Les Frères musulmans ne sont pas structurés comme Al-Qaida qui exerce un contrôle mondial sur toutes ses branches. Ils ont dû partager les voix de l’électorat avec d’autres mouvements sachant paradoxalement que les salafistes ont toujours été hostiles à la démocratie. Les «modérés» ont vite été dépassés par les radicaux qui voulaient aller plus loin en imposant la charia. Alors effectivement ils étaient à l’aise pour dénoncer la corruption et la répression mais ils ont vite compris qu’ils devaient avoir le pouvoir pour imposer leur vision morale de l’islam.
Cependant, l’exercice du pouvoir impose des exigences et des règles. Les islamistes ont dû se confronter au réalisme économique qui leur imposait d’emprunter de l’argent au FMI ou à la Banque mondiale afin de renflouer leur économie, alors que la charia interdit toutes sortes d’intérêts. Le problème d’Israël est aussi devenu un problème fondamental sur le plan diplomatique. Puis la querelle s’est installée entre les partisans du développement économique et ceux qui ceux qui veulent imposer immédiatement les valeurs culturelles islamiques. Alors, ils ont dû mettre une sourdine à la guerre Sainte et ils ont dû composer avec les principes de la démocratie.

**DONNÉES FOURNIES**:
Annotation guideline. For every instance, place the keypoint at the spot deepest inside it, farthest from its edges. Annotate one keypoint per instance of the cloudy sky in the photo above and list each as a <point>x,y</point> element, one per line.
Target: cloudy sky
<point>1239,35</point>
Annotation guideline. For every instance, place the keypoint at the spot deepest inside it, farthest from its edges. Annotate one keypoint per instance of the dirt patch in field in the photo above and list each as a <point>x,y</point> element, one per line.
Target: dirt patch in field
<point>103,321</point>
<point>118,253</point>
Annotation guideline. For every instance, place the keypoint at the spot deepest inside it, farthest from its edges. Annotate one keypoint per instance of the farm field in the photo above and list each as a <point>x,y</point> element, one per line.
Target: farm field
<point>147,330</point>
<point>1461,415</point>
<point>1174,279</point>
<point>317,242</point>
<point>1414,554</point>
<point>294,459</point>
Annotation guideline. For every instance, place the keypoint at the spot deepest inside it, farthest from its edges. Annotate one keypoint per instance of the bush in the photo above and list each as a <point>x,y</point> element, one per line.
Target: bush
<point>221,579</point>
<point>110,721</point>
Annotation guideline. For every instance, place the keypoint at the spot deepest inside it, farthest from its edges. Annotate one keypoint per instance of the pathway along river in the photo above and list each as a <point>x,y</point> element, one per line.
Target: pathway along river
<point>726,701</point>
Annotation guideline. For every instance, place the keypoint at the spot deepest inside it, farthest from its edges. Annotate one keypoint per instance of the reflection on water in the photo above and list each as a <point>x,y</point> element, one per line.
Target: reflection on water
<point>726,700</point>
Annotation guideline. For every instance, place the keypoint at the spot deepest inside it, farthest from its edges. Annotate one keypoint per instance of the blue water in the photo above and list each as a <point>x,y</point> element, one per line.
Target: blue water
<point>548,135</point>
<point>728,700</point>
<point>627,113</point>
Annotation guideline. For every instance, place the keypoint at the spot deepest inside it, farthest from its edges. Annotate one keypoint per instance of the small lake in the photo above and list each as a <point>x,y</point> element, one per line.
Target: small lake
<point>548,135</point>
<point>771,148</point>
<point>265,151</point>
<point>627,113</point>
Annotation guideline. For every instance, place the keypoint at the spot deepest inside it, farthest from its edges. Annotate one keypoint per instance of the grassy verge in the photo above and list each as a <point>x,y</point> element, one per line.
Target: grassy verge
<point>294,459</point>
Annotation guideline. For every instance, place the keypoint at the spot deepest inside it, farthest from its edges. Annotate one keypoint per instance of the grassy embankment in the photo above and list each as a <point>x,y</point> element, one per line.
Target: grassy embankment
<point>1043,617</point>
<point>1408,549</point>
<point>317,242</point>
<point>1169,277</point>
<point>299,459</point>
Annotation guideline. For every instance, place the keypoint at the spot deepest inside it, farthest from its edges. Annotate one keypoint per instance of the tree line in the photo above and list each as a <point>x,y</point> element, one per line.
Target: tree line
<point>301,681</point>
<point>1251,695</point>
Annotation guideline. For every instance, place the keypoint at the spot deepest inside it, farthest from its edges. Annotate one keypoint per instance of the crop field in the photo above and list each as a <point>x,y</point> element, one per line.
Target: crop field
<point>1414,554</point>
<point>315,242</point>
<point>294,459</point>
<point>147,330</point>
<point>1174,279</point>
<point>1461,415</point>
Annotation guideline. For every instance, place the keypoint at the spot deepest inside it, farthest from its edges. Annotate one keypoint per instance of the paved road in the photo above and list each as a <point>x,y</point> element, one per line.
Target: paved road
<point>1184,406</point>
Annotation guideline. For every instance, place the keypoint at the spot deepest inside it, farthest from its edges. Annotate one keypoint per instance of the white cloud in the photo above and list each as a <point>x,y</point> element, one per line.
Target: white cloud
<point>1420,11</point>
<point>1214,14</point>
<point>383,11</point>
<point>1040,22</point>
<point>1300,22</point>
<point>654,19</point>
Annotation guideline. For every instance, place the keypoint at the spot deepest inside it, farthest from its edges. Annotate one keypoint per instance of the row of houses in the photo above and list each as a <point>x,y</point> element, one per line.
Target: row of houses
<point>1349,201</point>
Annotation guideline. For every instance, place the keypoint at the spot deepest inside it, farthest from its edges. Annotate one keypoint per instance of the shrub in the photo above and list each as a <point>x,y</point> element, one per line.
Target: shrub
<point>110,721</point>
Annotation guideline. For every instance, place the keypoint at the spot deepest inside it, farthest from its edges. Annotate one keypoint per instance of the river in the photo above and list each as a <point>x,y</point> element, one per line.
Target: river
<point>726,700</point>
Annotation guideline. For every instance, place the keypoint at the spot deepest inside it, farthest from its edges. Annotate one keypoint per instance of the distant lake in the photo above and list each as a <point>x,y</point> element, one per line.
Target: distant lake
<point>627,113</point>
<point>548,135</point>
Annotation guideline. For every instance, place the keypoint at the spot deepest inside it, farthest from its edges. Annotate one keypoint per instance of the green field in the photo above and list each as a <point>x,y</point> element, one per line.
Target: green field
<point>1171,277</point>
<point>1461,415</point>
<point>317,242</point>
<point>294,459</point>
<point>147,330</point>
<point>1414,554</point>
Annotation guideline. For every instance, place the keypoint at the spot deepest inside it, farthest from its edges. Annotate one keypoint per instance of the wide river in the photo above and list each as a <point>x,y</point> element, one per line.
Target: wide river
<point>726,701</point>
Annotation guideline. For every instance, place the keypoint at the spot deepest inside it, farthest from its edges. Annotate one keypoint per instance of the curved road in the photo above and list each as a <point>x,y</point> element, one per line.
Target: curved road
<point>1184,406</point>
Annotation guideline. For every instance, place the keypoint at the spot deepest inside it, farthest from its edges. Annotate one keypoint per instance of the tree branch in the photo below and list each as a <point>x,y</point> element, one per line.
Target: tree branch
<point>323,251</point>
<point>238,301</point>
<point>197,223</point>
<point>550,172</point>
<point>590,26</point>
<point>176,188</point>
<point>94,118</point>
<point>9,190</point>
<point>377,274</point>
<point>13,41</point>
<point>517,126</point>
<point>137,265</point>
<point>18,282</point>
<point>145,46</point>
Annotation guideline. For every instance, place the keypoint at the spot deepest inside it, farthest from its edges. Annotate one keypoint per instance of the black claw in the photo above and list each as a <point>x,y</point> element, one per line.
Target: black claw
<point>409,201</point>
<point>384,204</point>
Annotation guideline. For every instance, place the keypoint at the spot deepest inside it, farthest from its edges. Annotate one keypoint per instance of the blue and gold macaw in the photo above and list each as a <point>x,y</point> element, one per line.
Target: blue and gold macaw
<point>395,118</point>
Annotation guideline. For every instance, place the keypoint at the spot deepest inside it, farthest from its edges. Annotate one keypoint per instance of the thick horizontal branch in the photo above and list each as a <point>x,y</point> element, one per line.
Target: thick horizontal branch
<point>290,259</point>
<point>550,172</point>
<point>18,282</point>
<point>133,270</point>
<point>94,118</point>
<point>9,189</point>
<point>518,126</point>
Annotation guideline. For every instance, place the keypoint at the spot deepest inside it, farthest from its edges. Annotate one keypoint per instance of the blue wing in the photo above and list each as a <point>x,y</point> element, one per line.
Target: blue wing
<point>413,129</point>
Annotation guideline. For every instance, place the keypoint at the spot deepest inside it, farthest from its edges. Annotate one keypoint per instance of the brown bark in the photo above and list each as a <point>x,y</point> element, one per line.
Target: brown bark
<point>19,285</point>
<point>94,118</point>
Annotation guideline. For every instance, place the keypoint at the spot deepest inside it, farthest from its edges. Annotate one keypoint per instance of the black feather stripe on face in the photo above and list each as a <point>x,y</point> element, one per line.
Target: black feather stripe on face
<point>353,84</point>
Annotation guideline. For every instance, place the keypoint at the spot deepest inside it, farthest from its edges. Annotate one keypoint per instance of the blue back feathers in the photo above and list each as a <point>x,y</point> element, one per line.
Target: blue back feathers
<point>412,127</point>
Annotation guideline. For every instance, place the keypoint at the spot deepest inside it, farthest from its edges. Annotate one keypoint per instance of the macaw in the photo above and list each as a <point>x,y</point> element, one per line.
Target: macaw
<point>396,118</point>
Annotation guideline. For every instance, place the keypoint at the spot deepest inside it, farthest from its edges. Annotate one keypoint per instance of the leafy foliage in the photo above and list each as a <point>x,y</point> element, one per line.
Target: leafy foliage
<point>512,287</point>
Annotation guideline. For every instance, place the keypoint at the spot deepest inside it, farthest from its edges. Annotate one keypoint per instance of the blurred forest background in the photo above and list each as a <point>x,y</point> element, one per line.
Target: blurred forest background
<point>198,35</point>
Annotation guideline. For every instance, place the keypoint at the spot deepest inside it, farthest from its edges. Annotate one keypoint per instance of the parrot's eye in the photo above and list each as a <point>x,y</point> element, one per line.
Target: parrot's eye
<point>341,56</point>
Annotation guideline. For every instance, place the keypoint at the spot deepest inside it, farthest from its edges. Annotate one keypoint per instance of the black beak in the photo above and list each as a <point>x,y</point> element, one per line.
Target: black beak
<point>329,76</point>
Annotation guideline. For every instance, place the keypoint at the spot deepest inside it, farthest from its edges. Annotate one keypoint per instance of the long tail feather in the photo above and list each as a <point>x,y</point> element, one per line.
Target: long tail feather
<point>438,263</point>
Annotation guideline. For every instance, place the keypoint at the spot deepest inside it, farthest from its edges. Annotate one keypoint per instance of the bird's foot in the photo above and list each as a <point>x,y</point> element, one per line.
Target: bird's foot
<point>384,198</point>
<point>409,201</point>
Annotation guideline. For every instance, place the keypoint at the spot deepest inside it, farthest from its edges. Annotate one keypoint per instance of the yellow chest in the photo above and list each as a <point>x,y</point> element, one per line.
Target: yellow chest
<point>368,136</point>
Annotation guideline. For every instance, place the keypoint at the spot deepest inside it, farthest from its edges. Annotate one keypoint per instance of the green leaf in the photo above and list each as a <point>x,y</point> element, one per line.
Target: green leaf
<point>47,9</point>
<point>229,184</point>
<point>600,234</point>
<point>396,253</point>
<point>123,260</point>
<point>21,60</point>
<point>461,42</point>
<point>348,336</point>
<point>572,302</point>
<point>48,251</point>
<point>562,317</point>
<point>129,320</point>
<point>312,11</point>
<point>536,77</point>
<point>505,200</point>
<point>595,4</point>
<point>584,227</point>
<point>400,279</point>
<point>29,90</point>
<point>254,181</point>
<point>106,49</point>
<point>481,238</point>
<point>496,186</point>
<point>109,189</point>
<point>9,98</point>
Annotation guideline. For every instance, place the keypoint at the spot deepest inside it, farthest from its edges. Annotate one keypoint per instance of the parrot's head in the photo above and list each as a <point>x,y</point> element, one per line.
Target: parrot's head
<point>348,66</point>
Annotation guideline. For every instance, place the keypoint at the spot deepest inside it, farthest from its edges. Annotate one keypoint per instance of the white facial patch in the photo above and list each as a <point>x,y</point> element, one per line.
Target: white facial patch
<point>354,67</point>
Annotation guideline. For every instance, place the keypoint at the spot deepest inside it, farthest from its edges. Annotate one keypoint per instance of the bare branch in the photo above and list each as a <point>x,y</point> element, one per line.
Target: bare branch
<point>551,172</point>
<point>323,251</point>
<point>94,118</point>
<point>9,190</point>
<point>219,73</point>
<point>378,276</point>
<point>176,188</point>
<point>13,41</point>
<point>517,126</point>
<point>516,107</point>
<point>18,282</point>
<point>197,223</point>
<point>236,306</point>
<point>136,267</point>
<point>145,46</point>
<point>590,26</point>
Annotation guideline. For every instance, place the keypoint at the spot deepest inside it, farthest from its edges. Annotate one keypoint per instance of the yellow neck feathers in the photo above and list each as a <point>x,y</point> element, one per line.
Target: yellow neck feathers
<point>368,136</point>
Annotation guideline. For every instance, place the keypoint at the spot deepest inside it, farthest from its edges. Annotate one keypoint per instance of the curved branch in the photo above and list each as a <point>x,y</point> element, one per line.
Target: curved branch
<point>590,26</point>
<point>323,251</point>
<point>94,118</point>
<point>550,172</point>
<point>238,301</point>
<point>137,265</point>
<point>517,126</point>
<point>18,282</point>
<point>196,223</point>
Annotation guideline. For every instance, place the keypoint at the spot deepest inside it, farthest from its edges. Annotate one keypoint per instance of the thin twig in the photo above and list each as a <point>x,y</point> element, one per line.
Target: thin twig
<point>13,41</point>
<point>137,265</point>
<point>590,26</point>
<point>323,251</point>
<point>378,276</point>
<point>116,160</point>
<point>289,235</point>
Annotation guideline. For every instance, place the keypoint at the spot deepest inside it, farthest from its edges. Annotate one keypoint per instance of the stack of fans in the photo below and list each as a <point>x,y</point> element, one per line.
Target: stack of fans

**CONSIGNES DE L'EXERCICE**:
1. Répondez à ces questions sur l'extrait consacré aux Frères musulmans :
(a) Quelle organisation exerce un contrôle mondial sur toutes ses branches ?
(b) Auprès de quelles institutions les islamistes ont-ils dû emprunter de l'argent pour renflouer leur économie ?
(c) Quel problème est devenu fondamental sur le plan diplomatique ?
2. Pouvez-vous poursuivre l'extrait consacré aux Frères musulmans à partir de sa dernière phrase ?

**RÉPONSES AUX EXERCICES**:
1.
(a) Al-Qaida.
(b) Le FMI ou la Banque mondiale.
(c) Le problème d'Israël.

2.
Frères musulmans de Jordanie

Mais dans certains pays arabes le réveil a été brutal lorsque les hommes politiques ont constaté la capacité de nuisance des islamistes au pouvoir, préoccupés à concilier leurs idéaux avec les réalités du monde actuel. La roue tourne. La Cour de cassation jordanienne a dissous la branche locale des Frères musulmans classée comme «terroriste» par les Émirats arabes unis, l'Arabie saoudite et l'Égypte, mais soutenue à l'inverse par la Turquie et le Qatar. Les islamistes sont devenus illégaux dans le royaume. Après avoir boycotté les législatives en 2013, la confrérie, qui promeut la fusion du religieux et du politique, était revenue en force au Parlement lors des élections de 2016 en remportant 16 sièges sur 130.
            Ainsi en Tunisie, en Égypte, en Jordanie et au Maroc, le reflux des islamistes est acté. Seuls le Hezbollah résiste au Liban car, contrairement aux autres, il dispose d’une puissance de feu qui décourage ceux qui veulent l’éliminer. Seul Israël peut mettre un terme à son omnipuissance.  Il existe cependant un risque induit pour les Occidentaux. Les islamistes, écartés de la gouvernance dans les pays arabes, pourraient noyauter les pays faibles européens.

1 commentaire:

Avraham NATAF a dit…

Bon article qui couvre le Monde Arabe; le Pouvoir, en permanence entre les mains des fonctionnaires, ne peut rien changer aux réalités; naissances galopantes, chômage, manque de logements et espoir dans l'immigration. L'Islamisme se nourrit de la misère.